**What the task asks:** From the passage on reprogramming adult cells into stem cells, copy the words from "This process does" to "into the cells." verbatim.

This process does not require the introduction of new outside DNA, the process commonly used to induce adult cells back into a state of pluripotentency (Schroth). Researchers, drawing from the ability of a plant callus — a node of plant cells that is created by injuring an existing plant — to grow into a new plant, hypothesized that any mature adult cell, once differentiated into a specific cell type, could be de-differentiated through a natural process that does not require inserting genetic material into the cells.

Beginning with mature adult cells, researchers let them multiply. After stressing the cells almost to the point of death by exposing them to stresses including trauma, a low oxygen environment, and an acidic environment, researchers discovered that within a period of only a few days, the cells survived and recovered from the stressful stimulus by naturally reverting into a state that is equivalent to an embryonic stem cell.

The stem cells created by exposure to the external stimuli were then able to redifferentiate and mature into any type of cell and grow into any type of tissue, depending on the environment into which they were placed (Schroth). To examine the growth potential of these cells, researchers used mature blood cells from mice that had been genetically altered with a specific mutation to show green under a specific light. They stressed the cells from the blood by exposing them to an acidic environment and found that in the days following the stress, those cells returned to a state similar to an embryonic stem cell.

Researchers hypothesize that these findings raise the possibility that unknown cellular functions that are activated through external stress may set mature adult cells free from their current role and allow them to return to their original state. “Our findings suggest that somehow, through part of a natural repair process, mature cells turn off some of the epigenetic controls that inhibit expression of certain nuclear genes that result in differentiation,” said Vacanti, a Professor at Harvard Medical School (Schroth).

If this process can be demonstrated in human cells, then, without the need for genetic manipulation, researchers may be able to create embryonic stem cells specific to each individual after a simple procedure such as a skin biopsy or a blood sample, which in turn could be used to create tissue without the need to insert any outside genetic material into that cell, creating endless possibilities for therapeutic options. Umbilical cord blood was once medical waste, but is now known to be a useful source of blood stem cells. Cord blood has been used to treat children with certain blood diseases since 1989.

**Given information:**
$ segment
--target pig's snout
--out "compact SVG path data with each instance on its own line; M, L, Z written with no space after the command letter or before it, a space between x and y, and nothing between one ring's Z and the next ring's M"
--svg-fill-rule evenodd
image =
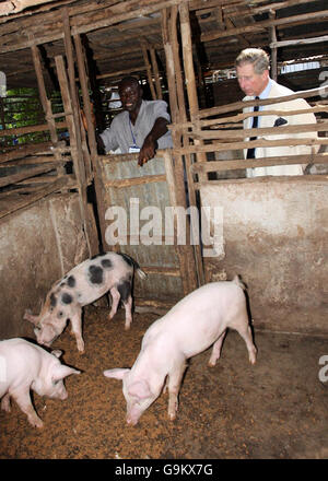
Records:
M130 415L127 415L127 424L129 424L130 426L136 426L136 424L138 424L139 418L138 419L132 419Z
M68 398L68 392L67 392L67 390L65 389L65 392L62 392L61 395L60 395L60 400L61 401L65 401L66 399Z

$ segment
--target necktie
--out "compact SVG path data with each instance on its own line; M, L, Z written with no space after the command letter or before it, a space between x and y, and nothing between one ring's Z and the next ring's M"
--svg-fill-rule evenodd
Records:
M255 98L256 98L256 101L259 99L259 97L255 97ZM256 106L254 107L254 112L258 112L258 109L259 109L259 106L256 105ZM251 128L253 128L253 129L256 129L257 126L258 126L258 116L253 117L253 125L251 125ZM249 140L255 140L255 139L256 139L256 137L250 137ZM247 156L246 156L246 159L255 159L255 149L254 149L254 148L247 150Z

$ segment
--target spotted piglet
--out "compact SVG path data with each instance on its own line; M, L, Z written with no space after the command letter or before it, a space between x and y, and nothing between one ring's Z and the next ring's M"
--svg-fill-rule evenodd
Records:
M35 325L37 342L49 347L63 331L70 319L78 350L84 351L82 338L82 307L102 297L108 291L112 295L109 319L117 310L119 301L126 310L125 329L132 321L132 280L137 270L141 279L145 273L127 254L105 253L75 266L48 292L46 302L38 316L25 312L24 319Z

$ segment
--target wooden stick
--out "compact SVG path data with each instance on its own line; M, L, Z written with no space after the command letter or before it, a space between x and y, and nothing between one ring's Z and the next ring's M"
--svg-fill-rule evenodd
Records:
M265 20L262 22L255 22L251 25L243 25L241 27L235 28L227 28L223 32L215 32L215 33L209 33L209 34L201 34L200 39L201 42L212 42L216 40L219 38L226 38L231 36L236 36L244 33L249 32L258 32L268 27L272 26L280 26L280 25L293 25L295 23L311 23L316 22L318 20L326 19L328 16L328 10L321 10L320 12L311 12L311 13L303 13L301 15L293 15L293 16L286 16L283 19L276 19L276 20Z
M148 83L149 83L151 94L152 94L152 99L155 101L156 93L155 93L153 79L152 79L152 68L151 68L151 64L150 64L150 61L148 58L148 51L147 51L147 46L145 46L144 42L141 43L141 49L142 49L143 61L144 61L144 66L145 66L145 70L147 70Z
M272 39L271 44L269 45L270 48L279 48L279 47L289 47L291 45L308 45L308 44L319 44L323 42L328 42L328 35L323 35L320 37L313 37L313 38L297 38L294 40L281 40L277 42Z
M198 139L245 139L246 137L277 136L288 133L306 133L306 132L326 132L328 131L328 122L305 124L289 127L261 127L257 129L241 130L197 130L188 132L188 136ZM302 139L300 139L301 141Z
M153 72L155 75L155 85L156 85L156 94L157 94L156 98L162 99L163 93L162 93L159 66L157 66L157 60L156 60L156 55L155 55L154 48L150 48L150 55L151 55L151 61L152 61L152 66L153 66Z
M273 105L273 104L280 104L283 102L294 101L295 98L308 98L308 97L315 97L318 95L324 96L327 94L328 94L328 86L321 86L319 89L311 89L307 91L300 91L300 92L291 94L291 95L283 95L281 97L267 98L265 101L239 101L239 102L234 102L233 104L222 105L220 107L204 108L202 110L199 110L198 118L201 119L204 117L224 114L227 112L235 112L235 110L244 109L247 107Z
M28 168L28 169L26 168L17 174L0 177L0 187L10 186L11 184L15 184L25 178L31 178L39 174L45 174L46 172L56 169L56 167L57 167L56 163L49 163L35 168Z
M191 173L199 172L222 172L235 171L248 167L265 167L269 165L292 165L292 164L327 164L328 154L309 155L284 155L274 157L246 159L235 161L211 161L207 163L195 163L191 165Z
M107 180L105 181L105 187L117 187L124 188L129 186L138 186L140 184L149 184L149 183L165 183L166 175L143 175L142 177L131 177L131 178L122 178L117 180Z
M58 177L56 180L46 187L40 187L39 189L34 190L34 193L30 196L21 196L20 200L15 199L15 202L10 204L9 202L5 203L5 208L1 208L0 206L0 218L4 218L5 215L11 214L12 212L15 212L22 208L25 208L27 206L31 206L35 203L36 201L44 199L49 193L61 191L65 188L74 188L77 186L75 181L72 181L70 176L65 177ZM14 191L16 192L16 191ZM0 200L1 200L0 195Z
M180 155L185 154L191 154L191 153L198 153L201 152L224 152L224 151L231 151L231 150L239 150L239 149L249 149L250 146L285 146L285 145L328 145L328 139L317 138L317 139L300 139L297 142L296 140L262 140L257 139L253 141L246 141L246 142L231 142L231 143L212 143L209 145L189 145L189 146L183 146L180 149L177 149L177 153Z
M67 127L67 124L66 122L57 122L56 127L57 127L57 129L65 129ZM1 130L1 137L20 136L23 133L33 133L33 132L44 132L46 130L50 130L49 124L43 124L40 126L16 127L14 129Z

**Expected answer:**
This process does not require the introduction of new outside DNA, the process commonly used to induce adult cells back into a state of pluripotentency (Schroth). Researchers, drawing from the ability of a plant callus — a node of plant cells that is created by injuring an existing plant — to grow into a new plant, hypothesized that any mature adult cell, once differentiated into a specific cell type, could be de-differentiated through a natural process that does not require inserting genetic material into the cells.